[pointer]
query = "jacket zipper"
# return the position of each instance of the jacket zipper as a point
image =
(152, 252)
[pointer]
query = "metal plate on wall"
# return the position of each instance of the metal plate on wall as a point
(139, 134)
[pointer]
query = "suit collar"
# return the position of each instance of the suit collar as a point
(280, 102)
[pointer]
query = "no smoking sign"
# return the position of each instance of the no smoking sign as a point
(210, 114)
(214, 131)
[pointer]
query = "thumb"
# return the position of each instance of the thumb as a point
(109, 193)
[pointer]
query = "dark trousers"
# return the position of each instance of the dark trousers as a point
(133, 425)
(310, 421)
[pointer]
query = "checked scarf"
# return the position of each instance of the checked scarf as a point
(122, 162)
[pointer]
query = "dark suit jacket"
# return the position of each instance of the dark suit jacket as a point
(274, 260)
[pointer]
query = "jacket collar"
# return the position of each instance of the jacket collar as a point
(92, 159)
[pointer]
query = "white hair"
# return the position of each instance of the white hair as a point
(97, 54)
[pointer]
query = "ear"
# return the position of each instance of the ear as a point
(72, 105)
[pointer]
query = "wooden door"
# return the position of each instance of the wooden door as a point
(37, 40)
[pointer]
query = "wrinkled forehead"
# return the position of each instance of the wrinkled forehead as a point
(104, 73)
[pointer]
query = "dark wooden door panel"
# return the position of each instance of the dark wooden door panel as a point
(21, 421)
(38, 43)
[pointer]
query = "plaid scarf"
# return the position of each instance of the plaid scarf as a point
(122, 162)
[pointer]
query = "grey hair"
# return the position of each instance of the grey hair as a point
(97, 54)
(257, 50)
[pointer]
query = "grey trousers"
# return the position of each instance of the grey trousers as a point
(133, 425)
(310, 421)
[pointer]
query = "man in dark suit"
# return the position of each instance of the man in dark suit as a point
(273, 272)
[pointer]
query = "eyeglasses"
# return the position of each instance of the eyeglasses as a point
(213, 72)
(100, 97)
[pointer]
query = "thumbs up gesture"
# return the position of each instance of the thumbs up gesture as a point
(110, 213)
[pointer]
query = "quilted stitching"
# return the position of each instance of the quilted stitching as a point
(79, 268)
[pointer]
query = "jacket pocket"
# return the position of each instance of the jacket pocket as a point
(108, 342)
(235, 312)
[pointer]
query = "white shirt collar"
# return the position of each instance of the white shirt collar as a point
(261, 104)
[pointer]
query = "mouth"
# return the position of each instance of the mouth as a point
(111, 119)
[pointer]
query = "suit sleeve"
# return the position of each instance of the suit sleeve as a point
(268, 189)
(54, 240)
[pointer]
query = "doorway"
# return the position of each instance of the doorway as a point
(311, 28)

== What the task asks ==
Return the material exactly as it stands.

== Correct output ==
[pointer]
query = "jacket zipper"
# return the position of each instance of the jacket zipper as a point
image =
(152, 252)
[pointer]
query = "metal plate on wall"
# return the position of each instance of the metal plate on wall as a point
(139, 134)
[pointer]
query = "suit collar"
# return the position of each instance of the suit collar as a point
(280, 102)
[pointer]
query = "no smoking sign"
# return the position of each instance of the no smoking sign as a point
(210, 114)
(214, 131)
[pointer]
query = "thumb"
# return the position of each instance of the thumb as a point
(109, 193)
[pointer]
query = "dark trousers"
# return the position of each instance of the dark trousers as a point
(133, 425)
(310, 421)
[pointer]
query = "checked scarf"
# return the position of each instance of the checked scarf as a point
(122, 162)
[pointer]
query = "dark suit jacket"
# return the position of each instance of the dark suit jacket as a point
(274, 260)
[pointer]
query = "jacket collar"
# return the position of each instance of the jacket collar as a point
(92, 159)
[pointer]
query = "white hair"
# return the position of each instance of the white hair as a point
(97, 54)
[pointer]
query = "ear"
# return the position of each instance of the ear as a point
(72, 105)
[pointer]
query = "wooden door"
# return the position of each instance of the wooden door as a point
(37, 40)
[pointer]
query = "wrinkled forehead"
# return the position of each instance of the wrinkled forehead as a point
(104, 73)
[pointer]
query = "dark wooden door panel"
# return the position of each instance of the dark wooden door panel as a point
(21, 421)
(38, 43)
[pointer]
query = "plaid scarf"
# return the position of each instance of the plaid scarf as a point
(122, 162)
[pointer]
query = "grey hair"
# return the position of each instance of the grey hair as a point
(97, 54)
(257, 50)
[pointer]
query = "grey trousers"
# return the position of each instance of the grey trousers as a point
(133, 425)
(310, 421)
[pointer]
query = "man in dark suit"
# return the position of each instance of the man in dark suit as a point
(273, 272)
[pointer]
query = "eyeglasses"
# return the position of each instance of the eyeglasses as a point
(213, 72)
(100, 97)
[pointer]
query = "thumbs up gesture"
# return the position of each instance of the thumbs up gesture as a point
(110, 213)
[pointer]
query = "quilted stitching"
# return the position of each instance of the quilted stitching as a point
(79, 268)
[pointer]
query = "jacket pocket"
# return the position of each instance of the jacket pocket as a point
(108, 342)
(235, 312)
[pointer]
query = "white shirt collar"
# return the position of each instance of the white shirt collar as a point
(261, 104)
[pointer]
query = "mouth"
# return the position of each instance of the mouth as a point
(111, 119)
[pointer]
query = "suit sleeve"
# return the position of each instance of the suit sleeve as a point
(268, 189)
(54, 240)
[pointer]
query = "doorway"
# return the position of each instance of the doorway as a point
(311, 28)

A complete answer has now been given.